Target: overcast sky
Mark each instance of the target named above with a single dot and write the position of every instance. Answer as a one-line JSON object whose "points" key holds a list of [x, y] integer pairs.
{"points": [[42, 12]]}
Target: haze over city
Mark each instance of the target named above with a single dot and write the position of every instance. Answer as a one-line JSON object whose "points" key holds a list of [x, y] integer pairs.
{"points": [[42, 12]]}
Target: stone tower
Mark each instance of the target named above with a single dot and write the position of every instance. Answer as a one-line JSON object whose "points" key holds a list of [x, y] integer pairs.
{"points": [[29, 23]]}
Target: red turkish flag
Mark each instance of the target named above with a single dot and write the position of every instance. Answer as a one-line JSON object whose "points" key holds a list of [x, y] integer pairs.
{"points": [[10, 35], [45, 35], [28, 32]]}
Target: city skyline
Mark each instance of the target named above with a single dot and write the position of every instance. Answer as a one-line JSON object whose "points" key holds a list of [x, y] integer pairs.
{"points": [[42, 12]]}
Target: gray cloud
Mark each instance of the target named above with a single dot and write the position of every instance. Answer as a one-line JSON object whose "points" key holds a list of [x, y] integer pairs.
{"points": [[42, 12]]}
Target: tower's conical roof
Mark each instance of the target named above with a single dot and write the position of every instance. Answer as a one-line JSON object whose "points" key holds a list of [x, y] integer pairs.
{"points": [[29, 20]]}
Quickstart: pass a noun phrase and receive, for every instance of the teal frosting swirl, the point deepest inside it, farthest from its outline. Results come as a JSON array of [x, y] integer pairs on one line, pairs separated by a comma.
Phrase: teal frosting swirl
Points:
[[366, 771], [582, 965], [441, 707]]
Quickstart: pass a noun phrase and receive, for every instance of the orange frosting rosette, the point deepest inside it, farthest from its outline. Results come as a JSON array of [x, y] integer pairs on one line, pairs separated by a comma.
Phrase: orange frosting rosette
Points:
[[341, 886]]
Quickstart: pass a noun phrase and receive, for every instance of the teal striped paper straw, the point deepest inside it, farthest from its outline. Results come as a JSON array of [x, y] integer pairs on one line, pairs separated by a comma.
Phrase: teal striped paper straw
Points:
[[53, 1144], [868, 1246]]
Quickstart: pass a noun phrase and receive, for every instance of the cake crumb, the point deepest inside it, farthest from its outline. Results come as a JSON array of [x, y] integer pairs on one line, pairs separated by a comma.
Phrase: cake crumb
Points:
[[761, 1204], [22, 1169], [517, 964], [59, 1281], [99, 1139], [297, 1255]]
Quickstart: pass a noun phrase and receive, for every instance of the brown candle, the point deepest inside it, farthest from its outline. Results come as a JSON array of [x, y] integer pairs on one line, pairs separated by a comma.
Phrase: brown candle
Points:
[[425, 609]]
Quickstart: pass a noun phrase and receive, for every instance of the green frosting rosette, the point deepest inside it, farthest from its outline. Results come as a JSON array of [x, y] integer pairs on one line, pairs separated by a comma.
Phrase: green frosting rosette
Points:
######
**WHAT YOU NEED TO DO**
Could you repeat the entries between the lines holding "Target: haze over city" and "[[341, 886]]", inclusive, swapping "single dot" for "single point" and changing nothing else?

**WRITTEN SOLUTION**
Target: haze over city
Mark each instance of the target named above with a single point and write the position of every instance. Answer as a one-line JSON object whose "points" key holds a list of [x, y] integer pairs.
{"points": [[42, 12]]}
Target: stone tower
Mark each instance of the target named above with a single point and write the position of every instance. Answer as a one-line JSON object whose "points" key holds a list of [x, y] integer pairs.
{"points": [[29, 23]]}
Target: red turkish flag
Mark each instance of the target named above with a single point and write the position of every instance. Answer as a one-line JSON object whose "points" key holds a list of [x, y] integer pairs.
{"points": [[10, 35], [45, 35], [28, 32]]}
Target: city skyline
Mark each instance of the target named above with a single point and write the position of every instance. Answer as a one-line JSON object whose "points" key holds a list of [x, y] integer pairs.
{"points": [[42, 12]]}
Target: gray cloud
Mark each instance of the target named above with a single point and write the position of every instance. Answer as a one-line JSON object whose "points" key holds a list of [x, y] integer pairs.
{"points": [[42, 12]]}
Target: tower's conical roof
Mark each instance of the target named above with a single point and write the position of every instance. Answer as a one-line JSON object whose "points" key holds a list of [x, y] integer pairs.
{"points": [[29, 20]]}
Quickstart: pass a noun phrase and receive, for every instance of the teal frosting swirl, the point deepest inside it, farthest from its outline. Results come as a JSON array of [x, y] integer pairs on one line, pairs separated by a comma.
Phrase: teal frosting swirl
Points:
[[366, 771], [582, 965], [441, 707]]
Quickstart: pass a noun phrase and receive, for every instance of the orange frosting rosette, the point deepest inside it, farthest from its outline. Results come as a JSON array of [x, y] integer pairs on one line, pairs separated by a comma.
Phrase: orange frosting rosette
Points:
[[341, 886]]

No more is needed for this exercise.